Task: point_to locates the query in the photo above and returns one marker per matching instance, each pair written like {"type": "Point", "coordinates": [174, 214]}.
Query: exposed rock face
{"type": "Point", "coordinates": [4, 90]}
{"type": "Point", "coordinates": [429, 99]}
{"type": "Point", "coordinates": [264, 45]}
#####
_TASK ITEM_
Reproduce all of the data above, exactly and without omission.

_RESULT_
Task: point_to locates the query in the photo above and returns one marker per matching instance, each pair written like {"type": "Point", "coordinates": [174, 214]}.
Query: exposed rock face
{"type": "Point", "coordinates": [4, 90]}
{"type": "Point", "coordinates": [429, 99]}
{"type": "Point", "coordinates": [264, 45]}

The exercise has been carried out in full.